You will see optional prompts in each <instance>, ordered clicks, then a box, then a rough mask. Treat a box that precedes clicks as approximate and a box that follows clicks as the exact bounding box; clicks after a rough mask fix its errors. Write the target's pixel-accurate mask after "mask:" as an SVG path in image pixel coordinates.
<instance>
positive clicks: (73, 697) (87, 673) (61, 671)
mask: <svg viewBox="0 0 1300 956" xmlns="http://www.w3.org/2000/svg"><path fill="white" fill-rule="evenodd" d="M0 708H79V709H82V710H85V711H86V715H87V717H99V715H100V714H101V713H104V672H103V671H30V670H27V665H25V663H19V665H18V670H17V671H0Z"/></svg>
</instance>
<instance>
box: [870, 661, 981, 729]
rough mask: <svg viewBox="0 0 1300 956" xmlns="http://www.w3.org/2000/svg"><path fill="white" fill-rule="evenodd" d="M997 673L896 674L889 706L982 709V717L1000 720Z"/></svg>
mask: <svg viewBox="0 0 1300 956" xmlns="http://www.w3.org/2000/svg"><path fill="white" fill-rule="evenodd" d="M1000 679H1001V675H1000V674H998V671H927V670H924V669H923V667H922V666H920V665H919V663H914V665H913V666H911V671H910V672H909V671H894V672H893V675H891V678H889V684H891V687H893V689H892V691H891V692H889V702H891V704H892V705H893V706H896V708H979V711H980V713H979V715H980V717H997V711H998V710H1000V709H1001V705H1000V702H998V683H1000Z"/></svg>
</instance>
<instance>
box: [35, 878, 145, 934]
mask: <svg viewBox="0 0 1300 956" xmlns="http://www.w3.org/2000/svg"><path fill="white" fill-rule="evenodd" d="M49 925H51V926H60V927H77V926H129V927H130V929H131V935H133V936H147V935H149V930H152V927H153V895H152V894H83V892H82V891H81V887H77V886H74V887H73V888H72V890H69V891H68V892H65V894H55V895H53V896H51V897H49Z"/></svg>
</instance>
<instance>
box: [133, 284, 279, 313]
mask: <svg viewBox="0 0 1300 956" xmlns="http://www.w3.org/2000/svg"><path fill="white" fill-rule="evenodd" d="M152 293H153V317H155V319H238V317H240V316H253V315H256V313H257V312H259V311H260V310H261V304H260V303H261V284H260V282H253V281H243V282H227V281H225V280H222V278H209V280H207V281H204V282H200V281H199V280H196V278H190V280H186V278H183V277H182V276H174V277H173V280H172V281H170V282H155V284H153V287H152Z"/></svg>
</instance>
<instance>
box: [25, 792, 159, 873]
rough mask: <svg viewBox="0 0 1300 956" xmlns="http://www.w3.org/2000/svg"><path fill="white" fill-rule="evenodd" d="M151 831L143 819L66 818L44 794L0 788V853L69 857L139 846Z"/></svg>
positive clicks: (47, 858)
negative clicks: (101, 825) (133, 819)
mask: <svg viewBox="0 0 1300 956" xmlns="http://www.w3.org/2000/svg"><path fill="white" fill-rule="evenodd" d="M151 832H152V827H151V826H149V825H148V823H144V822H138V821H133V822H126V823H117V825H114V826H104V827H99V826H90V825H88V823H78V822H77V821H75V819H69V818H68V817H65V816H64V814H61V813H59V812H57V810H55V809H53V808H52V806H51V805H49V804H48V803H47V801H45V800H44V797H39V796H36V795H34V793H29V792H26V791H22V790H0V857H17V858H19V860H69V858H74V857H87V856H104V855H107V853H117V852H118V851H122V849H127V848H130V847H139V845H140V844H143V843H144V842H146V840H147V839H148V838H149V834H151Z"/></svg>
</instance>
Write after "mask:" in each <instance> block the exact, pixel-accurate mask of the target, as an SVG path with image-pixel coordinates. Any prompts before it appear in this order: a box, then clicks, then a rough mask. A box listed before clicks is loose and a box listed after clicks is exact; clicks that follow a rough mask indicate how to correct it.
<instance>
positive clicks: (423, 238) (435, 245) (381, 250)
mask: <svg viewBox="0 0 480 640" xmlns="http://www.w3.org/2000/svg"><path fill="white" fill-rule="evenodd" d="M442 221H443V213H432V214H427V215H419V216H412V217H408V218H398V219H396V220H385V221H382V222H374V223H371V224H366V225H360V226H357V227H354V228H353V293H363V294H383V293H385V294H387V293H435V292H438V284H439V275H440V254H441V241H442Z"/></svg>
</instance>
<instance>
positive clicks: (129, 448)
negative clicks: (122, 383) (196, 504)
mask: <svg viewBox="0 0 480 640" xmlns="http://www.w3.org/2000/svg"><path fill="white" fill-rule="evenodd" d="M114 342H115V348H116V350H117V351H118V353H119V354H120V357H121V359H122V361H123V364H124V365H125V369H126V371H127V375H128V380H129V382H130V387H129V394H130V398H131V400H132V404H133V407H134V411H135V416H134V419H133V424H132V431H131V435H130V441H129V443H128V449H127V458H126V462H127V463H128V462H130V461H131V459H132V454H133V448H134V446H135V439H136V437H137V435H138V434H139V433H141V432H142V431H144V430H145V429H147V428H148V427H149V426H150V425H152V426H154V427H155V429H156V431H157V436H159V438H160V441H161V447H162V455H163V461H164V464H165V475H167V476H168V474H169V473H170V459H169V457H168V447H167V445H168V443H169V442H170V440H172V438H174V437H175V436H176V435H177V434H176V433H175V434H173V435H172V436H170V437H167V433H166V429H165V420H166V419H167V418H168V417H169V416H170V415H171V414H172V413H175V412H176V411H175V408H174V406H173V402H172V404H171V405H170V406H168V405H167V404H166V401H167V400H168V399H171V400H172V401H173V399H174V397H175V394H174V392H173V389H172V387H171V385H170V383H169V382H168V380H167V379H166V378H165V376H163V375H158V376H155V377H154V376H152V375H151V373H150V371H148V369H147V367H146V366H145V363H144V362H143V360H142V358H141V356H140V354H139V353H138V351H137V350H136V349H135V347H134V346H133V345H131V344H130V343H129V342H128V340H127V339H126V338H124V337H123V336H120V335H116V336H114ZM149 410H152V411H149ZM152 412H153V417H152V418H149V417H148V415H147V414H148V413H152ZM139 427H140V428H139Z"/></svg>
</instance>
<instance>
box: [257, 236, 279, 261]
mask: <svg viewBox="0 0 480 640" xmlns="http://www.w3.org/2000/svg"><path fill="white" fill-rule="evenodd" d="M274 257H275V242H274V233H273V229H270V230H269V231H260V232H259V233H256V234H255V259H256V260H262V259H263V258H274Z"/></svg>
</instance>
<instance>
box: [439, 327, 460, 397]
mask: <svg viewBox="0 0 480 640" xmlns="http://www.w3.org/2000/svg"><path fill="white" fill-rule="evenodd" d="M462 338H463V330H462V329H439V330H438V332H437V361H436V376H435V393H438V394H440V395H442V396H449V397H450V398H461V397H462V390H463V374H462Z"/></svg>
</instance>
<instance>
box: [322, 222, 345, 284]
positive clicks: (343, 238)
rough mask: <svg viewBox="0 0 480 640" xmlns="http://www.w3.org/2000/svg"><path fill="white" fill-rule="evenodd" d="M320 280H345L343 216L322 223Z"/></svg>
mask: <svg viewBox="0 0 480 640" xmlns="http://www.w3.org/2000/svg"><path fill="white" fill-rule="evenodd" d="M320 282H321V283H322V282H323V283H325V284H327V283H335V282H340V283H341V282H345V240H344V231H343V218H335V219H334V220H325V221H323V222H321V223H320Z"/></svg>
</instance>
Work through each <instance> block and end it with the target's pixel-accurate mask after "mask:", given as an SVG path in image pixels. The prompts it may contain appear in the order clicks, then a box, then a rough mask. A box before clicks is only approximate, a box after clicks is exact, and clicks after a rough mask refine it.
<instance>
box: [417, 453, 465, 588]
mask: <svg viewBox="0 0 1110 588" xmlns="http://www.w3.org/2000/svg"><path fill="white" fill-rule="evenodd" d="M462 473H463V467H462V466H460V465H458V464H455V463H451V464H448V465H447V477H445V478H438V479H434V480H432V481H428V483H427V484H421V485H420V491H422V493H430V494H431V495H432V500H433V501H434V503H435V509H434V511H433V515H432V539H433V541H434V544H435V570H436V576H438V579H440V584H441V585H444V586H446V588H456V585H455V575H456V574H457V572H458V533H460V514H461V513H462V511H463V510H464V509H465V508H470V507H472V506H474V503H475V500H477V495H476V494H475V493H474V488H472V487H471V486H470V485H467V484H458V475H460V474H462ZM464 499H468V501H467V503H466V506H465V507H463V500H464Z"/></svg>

========================

### EXERCISE GOAL
Find every line in the data above that contains the string "positive", matching case exactly, and copy each of those lines.

### YOUR SOLUTION
positive clicks: (73, 697) (87, 673) (61, 671)
positive clicks: (47, 858)
positive clicks: (423, 238) (435, 245) (381, 250)
positive clicks: (129, 448)
positive clicks: (343, 238)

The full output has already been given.